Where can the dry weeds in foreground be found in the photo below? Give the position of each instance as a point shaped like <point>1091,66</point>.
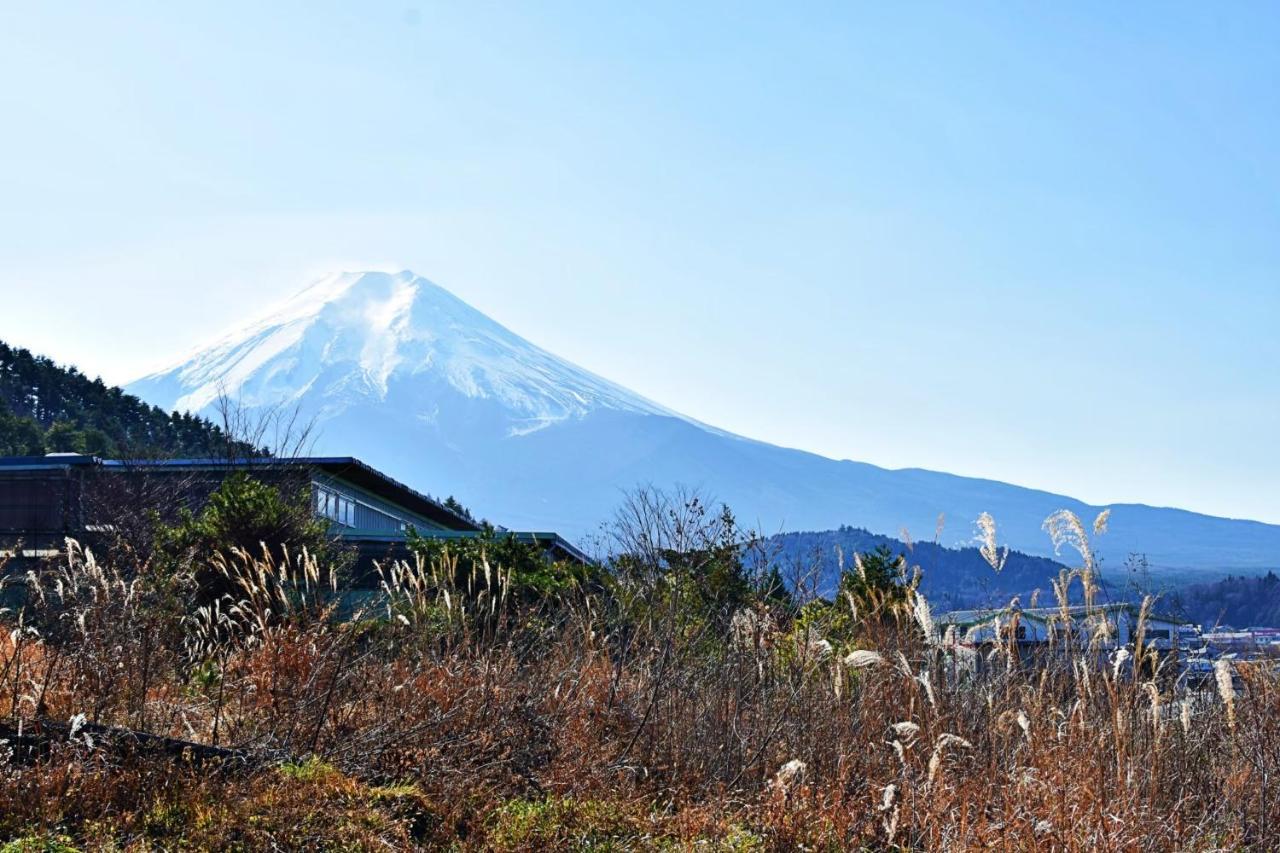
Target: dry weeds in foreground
<point>451,714</point>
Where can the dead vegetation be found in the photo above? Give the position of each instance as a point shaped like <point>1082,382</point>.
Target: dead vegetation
<point>658,707</point>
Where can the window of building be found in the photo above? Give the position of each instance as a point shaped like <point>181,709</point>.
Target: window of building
<point>336,507</point>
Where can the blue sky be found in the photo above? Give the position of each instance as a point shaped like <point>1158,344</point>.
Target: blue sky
<point>1033,242</point>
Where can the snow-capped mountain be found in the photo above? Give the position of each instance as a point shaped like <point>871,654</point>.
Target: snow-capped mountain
<point>347,338</point>
<point>407,377</point>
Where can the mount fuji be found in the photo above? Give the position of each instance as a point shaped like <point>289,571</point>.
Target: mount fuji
<point>401,373</point>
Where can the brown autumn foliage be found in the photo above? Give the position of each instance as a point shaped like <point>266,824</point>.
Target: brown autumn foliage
<point>444,711</point>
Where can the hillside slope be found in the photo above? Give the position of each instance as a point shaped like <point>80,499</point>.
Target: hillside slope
<point>46,407</point>
<point>406,375</point>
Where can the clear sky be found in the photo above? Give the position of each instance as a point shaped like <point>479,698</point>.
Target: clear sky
<point>1034,242</point>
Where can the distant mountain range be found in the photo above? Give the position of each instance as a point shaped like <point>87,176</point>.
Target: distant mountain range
<point>400,372</point>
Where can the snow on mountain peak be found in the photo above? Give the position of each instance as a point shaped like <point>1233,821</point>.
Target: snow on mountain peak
<point>355,336</point>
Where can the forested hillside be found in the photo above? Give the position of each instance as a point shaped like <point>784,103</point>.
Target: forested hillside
<point>46,407</point>
<point>951,576</point>
<point>1239,602</point>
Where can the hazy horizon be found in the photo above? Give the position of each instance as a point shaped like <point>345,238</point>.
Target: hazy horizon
<point>1036,247</point>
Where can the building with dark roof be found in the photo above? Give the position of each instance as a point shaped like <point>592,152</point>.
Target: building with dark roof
<point>44,500</point>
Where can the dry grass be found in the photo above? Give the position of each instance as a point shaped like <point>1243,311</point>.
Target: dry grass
<point>448,714</point>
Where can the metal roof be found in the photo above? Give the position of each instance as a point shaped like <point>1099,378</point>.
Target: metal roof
<point>343,466</point>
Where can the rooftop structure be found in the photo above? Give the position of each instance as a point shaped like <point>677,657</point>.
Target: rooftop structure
<point>46,498</point>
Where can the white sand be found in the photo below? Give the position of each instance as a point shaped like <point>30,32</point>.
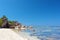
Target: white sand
<point>8,34</point>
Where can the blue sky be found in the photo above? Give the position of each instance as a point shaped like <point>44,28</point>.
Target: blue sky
<point>32,12</point>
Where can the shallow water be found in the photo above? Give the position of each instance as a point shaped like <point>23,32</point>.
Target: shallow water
<point>46,32</point>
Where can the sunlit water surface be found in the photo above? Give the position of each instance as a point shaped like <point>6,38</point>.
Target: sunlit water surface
<point>46,32</point>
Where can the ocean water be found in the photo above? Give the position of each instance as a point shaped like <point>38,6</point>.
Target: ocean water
<point>46,32</point>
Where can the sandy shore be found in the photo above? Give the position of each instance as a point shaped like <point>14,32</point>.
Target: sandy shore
<point>8,34</point>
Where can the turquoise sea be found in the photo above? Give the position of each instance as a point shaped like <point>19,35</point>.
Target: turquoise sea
<point>46,32</point>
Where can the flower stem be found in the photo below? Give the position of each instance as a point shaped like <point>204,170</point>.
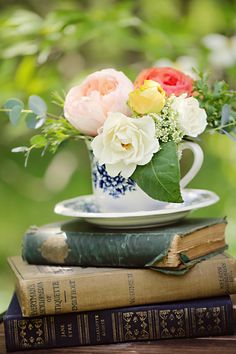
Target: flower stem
<point>225,126</point>
<point>51,115</point>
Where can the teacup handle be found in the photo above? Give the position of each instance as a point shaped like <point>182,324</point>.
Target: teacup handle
<point>197,162</point>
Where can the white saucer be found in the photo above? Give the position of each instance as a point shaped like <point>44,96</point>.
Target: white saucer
<point>87,208</point>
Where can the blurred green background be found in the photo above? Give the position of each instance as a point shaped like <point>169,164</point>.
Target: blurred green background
<point>51,45</point>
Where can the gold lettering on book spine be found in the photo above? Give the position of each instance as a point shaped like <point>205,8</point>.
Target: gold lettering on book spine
<point>86,329</point>
<point>205,320</point>
<point>172,323</point>
<point>52,328</point>
<point>79,326</point>
<point>135,325</point>
<point>31,333</point>
<point>15,323</point>
<point>114,328</point>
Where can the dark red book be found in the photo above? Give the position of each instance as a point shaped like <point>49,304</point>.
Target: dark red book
<point>194,318</point>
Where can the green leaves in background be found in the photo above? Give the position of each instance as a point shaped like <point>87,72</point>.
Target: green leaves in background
<point>35,117</point>
<point>161,176</point>
<point>14,107</point>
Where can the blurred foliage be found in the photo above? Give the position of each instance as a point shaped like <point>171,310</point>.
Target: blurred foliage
<point>51,45</point>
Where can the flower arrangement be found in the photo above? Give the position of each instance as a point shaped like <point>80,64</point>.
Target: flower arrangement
<point>134,129</point>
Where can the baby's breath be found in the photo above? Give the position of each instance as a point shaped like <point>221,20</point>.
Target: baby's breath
<point>167,128</point>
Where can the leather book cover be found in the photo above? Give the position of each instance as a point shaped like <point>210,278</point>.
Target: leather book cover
<point>194,318</point>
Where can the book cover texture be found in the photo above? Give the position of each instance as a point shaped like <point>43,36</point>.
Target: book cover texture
<point>54,290</point>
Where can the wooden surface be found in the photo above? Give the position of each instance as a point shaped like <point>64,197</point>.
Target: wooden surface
<point>223,345</point>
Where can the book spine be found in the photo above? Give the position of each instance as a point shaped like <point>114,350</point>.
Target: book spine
<point>95,249</point>
<point>129,287</point>
<point>198,318</point>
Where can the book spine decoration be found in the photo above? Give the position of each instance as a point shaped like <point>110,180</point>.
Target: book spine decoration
<point>198,318</point>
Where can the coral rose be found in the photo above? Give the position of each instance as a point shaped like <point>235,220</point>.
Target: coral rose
<point>172,81</point>
<point>87,105</point>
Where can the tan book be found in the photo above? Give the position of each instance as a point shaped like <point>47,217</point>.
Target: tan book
<point>54,289</point>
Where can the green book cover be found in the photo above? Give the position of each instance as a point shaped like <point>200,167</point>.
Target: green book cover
<point>169,249</point>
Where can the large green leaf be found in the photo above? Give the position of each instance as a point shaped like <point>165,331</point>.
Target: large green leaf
<point>161,176</point>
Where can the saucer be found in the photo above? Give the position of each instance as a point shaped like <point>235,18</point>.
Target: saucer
<point>86,207</point>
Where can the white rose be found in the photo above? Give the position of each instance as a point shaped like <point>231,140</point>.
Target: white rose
<point>124,143</point>
<point>191,118</point>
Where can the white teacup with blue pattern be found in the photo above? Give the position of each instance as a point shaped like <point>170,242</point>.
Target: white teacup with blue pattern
<point>119,194</point>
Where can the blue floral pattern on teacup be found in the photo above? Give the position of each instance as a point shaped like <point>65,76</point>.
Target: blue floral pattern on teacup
<point>114,186</point>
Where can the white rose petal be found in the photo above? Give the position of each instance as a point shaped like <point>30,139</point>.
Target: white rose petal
<point>192,119</point>
<point>124,142</point>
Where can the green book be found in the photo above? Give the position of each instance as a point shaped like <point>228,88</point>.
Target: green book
<point>170,249</point>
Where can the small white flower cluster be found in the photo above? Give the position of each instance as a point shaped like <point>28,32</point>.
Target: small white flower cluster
<point>180,116</point>
<point>167,125</point>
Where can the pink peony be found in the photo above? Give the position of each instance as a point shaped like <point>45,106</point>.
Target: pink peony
<point>87,105</point>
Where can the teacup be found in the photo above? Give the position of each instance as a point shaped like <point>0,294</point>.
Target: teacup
<point>119,194</point>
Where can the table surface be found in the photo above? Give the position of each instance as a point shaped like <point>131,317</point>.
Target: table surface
<point>224,344</point>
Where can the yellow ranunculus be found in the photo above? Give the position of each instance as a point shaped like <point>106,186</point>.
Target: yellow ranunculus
<point>148,98</point>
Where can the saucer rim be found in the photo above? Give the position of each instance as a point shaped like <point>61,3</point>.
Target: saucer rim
<point>62,210</point>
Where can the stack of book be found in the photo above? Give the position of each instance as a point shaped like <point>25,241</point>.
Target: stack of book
<point>77,284</point>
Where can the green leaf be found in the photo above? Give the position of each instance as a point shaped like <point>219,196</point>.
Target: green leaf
<point>160,178</point>
<point>15,107</point>
<point>37,105</point>
<point>31,120</point>
<point>12,102</point>
<point>38,141</point>
<point>14,115</point>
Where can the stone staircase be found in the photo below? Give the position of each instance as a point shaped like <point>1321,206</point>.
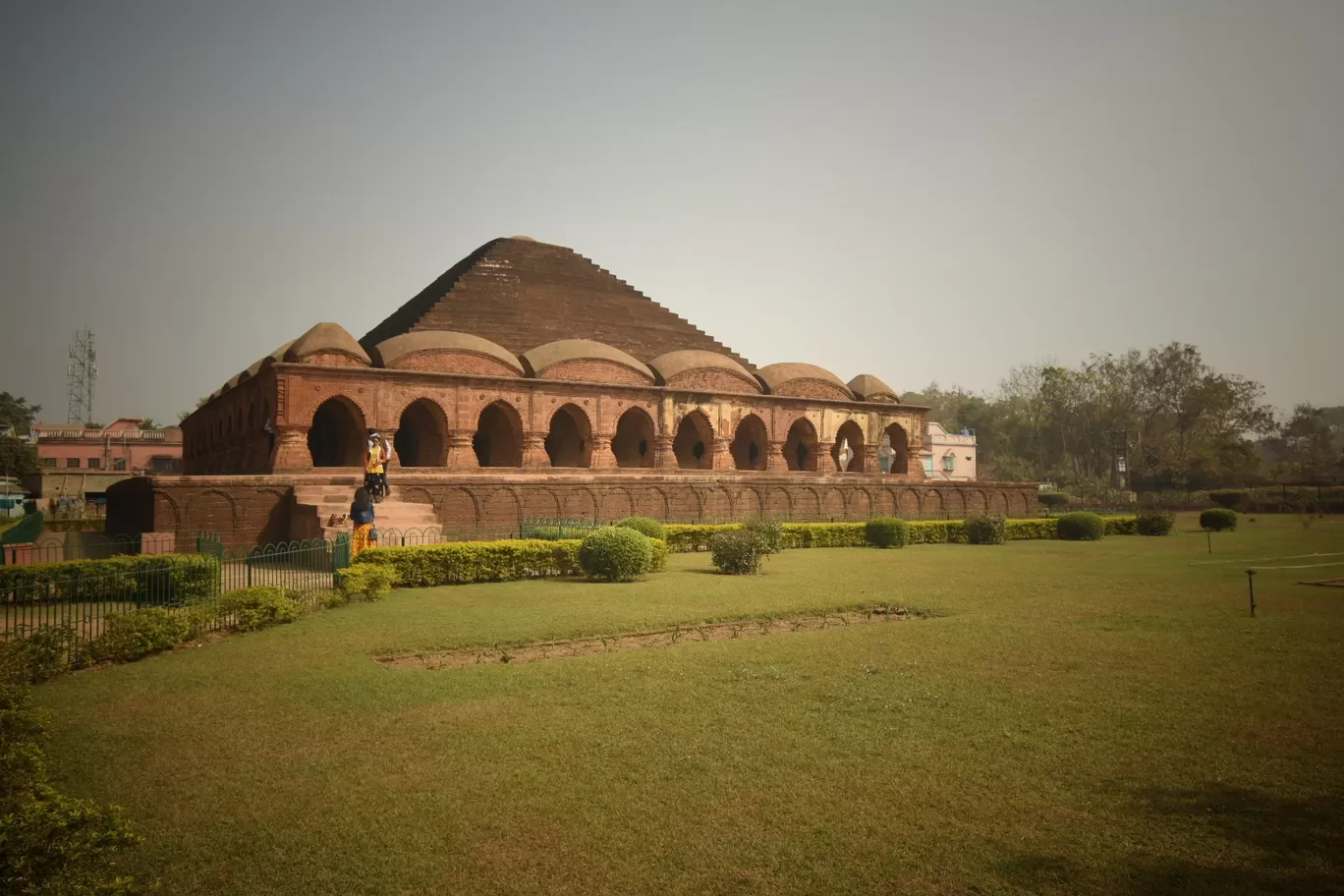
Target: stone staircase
<point>316,504</point>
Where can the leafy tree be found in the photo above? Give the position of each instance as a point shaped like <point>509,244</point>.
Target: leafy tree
<point>18,413</point>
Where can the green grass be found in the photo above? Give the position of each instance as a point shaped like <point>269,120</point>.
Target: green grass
<point>1085,717</point>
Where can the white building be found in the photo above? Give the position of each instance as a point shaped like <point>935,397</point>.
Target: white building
<point>949,456</point>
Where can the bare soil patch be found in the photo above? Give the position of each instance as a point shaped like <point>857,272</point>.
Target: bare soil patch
<point>535,650</point>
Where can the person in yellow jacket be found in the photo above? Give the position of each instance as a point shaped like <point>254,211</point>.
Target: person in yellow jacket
<point>375,465</point>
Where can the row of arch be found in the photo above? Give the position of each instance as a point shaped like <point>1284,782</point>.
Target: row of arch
<point>338,438</point>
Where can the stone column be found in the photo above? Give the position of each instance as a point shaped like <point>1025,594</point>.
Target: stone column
<point>394,463</point>
<point>292,448</point>
<point>869,460</point>
<point>461,454</point>
<point>723,454</point>
<point>533,450</point>
<point>663,454</point>
<point>602,457</point>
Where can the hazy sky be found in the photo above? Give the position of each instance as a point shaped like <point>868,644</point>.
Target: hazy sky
<point>914,190</point>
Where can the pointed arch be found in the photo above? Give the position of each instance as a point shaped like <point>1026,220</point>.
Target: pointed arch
<point>751,443</point>
<point>852,434</point>
<point>336,435</point>
<point>634,441</point>
<point>694,442</point>
<point>499,435</point>
<point>800,446</point>
<point>422,434</point>
<point>569,442</point>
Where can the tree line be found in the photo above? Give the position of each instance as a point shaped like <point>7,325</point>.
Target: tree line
<point>1160,420</point>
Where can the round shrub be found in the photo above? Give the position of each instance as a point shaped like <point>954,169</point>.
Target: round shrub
<point>769,531</point>
<point>1154,522</point>
<point>986,529</point>
<point>887,532</point>
<point>1054,500</point>
<point>645,526</point>
<point>1081,527</point>
<point>1231,498</point>
<point>737,552</point>
<point>616,554</point>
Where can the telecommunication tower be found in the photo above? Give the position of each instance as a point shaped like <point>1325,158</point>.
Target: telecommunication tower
<point>80,377</point>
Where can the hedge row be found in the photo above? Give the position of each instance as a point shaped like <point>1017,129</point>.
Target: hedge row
<point>686,537</point>
<point>466,562</point>
<point>168,579</point>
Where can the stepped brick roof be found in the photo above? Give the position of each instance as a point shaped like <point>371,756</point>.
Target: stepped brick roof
<point>522,293</point>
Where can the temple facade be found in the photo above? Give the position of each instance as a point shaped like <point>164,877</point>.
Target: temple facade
<point>527,383</point>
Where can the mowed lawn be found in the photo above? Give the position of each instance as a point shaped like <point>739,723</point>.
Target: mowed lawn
<point>1080,717</point>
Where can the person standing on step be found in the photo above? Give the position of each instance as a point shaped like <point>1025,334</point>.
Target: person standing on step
<point>362,518</point>
<point>375,465</point>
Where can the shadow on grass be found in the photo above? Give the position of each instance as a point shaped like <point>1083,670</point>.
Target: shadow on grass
<point>1271,845</point>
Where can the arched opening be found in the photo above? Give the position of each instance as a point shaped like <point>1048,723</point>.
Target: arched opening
<point>749,443</point>
<point>694,442</point>
<point>800,448</point>
<point>634,441</point>
<point>848,435</point>
<point>336,437</point>
<point>570,439</point>
<point>895,445</point>
<point>499,437</point>
<point>420,435</point>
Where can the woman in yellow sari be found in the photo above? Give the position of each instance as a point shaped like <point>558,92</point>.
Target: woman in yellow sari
<point>362,516</point>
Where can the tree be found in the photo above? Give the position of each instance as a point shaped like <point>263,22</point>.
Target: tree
<point>18,457</point>
<point>18,413</point>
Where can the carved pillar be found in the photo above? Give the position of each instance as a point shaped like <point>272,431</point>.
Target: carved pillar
<point>533,450</point>
<point>461,454</point>
<point>663,454</point>
<point>723,454</point>
<point>869,460</point>
<point>602,457</point>
<point>393,461</point>
<point>292,448</point>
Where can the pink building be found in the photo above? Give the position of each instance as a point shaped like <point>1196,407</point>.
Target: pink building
<point>83,463</point>
<point>949,456</point>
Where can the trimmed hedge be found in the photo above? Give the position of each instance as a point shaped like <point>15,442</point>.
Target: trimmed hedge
<point>1154,523</point>
<point>737,552</point>
<point>164,579</point>
<point>466,562</point>
<point>1081,527</point>
<point>986,529</point>
<point>645,526</point>
<point>887,532</point>
<point>616,554</point>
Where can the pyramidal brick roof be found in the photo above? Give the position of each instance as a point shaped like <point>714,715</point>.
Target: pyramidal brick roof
<point>522,293</point>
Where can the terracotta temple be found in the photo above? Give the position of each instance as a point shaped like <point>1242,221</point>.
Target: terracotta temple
<point>529,383</point>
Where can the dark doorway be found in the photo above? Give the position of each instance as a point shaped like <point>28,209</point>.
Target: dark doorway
<point>800,448</point>
<point>749,443</point>
<point>570,438</point>
<point>634,441</point>
<point>422,435</point>
<point>694,442</point>
<point>338,437</point>
<point>499,437</point>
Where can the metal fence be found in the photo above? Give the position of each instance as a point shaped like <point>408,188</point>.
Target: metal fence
<point>76,599</point>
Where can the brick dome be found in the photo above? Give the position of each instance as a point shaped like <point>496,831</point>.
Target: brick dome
<point>446,352</point>
<point>804,380</point>
<point>587,361</point>
<point>327,344</point>
<point>703,371</point>
<point>868,387</point>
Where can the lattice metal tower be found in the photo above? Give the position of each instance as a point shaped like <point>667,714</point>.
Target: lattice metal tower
<point>80,379</point>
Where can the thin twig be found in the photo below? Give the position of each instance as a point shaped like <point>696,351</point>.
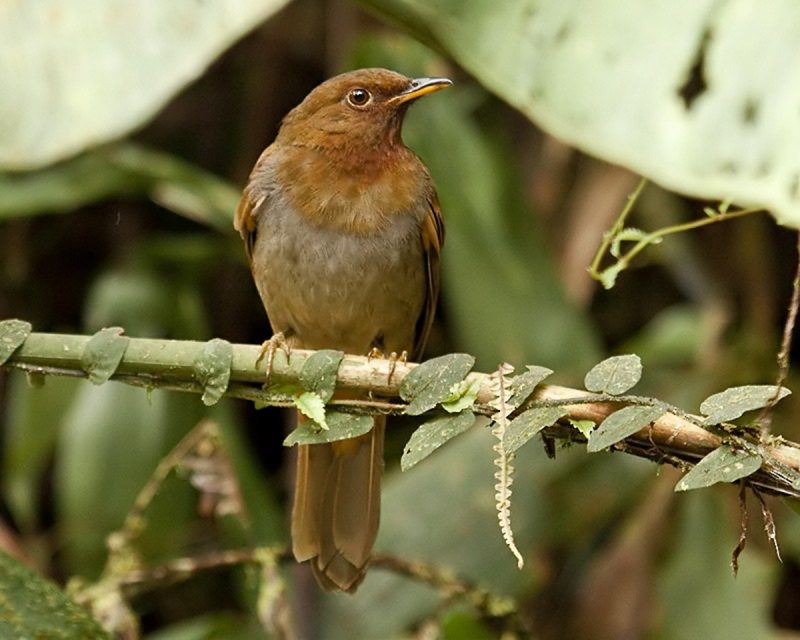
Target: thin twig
<point>765,418</point>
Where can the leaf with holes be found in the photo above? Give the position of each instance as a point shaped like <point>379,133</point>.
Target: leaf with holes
<point>621,424</point>
<point>12,335</point>
<point>34,607</point>
<point>724,464</point>
<point>528,424</point>
<point>319,372</point>
<point>463,396</point>
<point>432,435</point>
<point>431,382</point>
<point>313,407</point>
<point>522,386</point>
<point>583,426</point>
<point>103,353</point>
<point>614,375</point>
<point>212,369</point>
<point>734,402</point>
<point>341,426</point>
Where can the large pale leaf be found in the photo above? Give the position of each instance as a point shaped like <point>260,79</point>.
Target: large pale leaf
<point>699,95</point>
<point>76,73</point>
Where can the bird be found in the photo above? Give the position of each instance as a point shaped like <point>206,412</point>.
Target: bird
<point>343,232</point>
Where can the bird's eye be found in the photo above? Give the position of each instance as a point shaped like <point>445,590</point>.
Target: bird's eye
<point>358,97</point>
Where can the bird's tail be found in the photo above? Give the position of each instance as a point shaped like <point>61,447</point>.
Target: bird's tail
<point>337,505</point>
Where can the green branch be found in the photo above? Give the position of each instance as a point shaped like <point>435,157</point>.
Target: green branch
<point>676,437</point>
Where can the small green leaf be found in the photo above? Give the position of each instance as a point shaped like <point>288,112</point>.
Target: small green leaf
<point>432,435</point>
<point>608,276</point>
<point>724,464</point>
<point>614,375</point>
<point>528,424</point>
<point>621,424</point>
<point>629,234</point>
<point>319,373</point>
<point>103,353</point>
<point>462,396</point>
<point>584,426</point>
<point>313,407</point>
<point>212,369</point>
<point>12,335</point>
<point>522,386</point>
<point>734,402</point>
<point>283,390</point>
<point>32,607</point>
<point>341,426</point>
<point>430,383</point>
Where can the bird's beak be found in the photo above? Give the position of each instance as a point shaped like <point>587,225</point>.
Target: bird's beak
<point>420,87</point>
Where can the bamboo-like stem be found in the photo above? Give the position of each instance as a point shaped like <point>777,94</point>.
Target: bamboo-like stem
<point>674,438</point>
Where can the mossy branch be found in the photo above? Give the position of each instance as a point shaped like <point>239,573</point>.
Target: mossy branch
<point>676,438</point>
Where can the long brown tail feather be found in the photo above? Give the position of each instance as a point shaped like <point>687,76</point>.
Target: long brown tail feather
<point>337,507</point>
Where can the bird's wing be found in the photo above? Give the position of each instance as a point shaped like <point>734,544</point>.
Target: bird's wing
<point>246,219</point>
<point>432,240</point>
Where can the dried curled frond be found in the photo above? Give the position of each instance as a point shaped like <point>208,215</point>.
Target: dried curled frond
<point>500,384</point>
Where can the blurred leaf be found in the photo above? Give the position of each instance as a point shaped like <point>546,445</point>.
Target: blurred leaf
<point>724,464</point>
<point>313,408</point>
<point>32,607</point>
<point>432,381</point>
<point>117,170</point>
<point>433,434</point>
<point>319,373</point>
<point>111,439</point>
<point>673,337</point>
<point>695,97</point>
<point>503,298</point>
<point>212,368</point>
<point>146,304</point>
<point>464,625</point>
<point>699,596</point>
<point>103,353</point>
<point>341,426</point>
<point>528,424</point>
<point>104,68</point>
<point>12,335</point>
<point>734,402</point>
<point>614,375</point>
<point>211,627</point>
<point>621,424</point>
<point>33,420</point>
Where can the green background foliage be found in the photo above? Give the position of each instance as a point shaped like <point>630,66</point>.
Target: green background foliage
<point>136,125</point>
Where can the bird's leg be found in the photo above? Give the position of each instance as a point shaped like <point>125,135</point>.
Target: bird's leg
<point>268,349</point>
<point>393,360</point>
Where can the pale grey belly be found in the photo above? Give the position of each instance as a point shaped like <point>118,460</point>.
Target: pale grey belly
<point>325,289</point>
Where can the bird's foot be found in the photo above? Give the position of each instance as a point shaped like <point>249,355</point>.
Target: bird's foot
<point>268,349</point>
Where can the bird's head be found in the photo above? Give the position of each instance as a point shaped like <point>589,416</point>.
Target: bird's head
<point>358,108</point>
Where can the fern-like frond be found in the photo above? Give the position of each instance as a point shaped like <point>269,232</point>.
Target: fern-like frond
<point>500,384</point>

> OBJECTIVE
Reproduce the items starting with the line containing "Where can the rooftop" and continuing through the line containing "<point>46,498</point>", requests included. Offset every coordinate in the answer points by 23, leaving the requests and their format samples unchanged.

> REPLY
Where can the rooftop structure be found in the photo above? Give the position of each instance as a point shaped like <point>677,657</point>.
Target: rooftop structure
<point>69,521</point>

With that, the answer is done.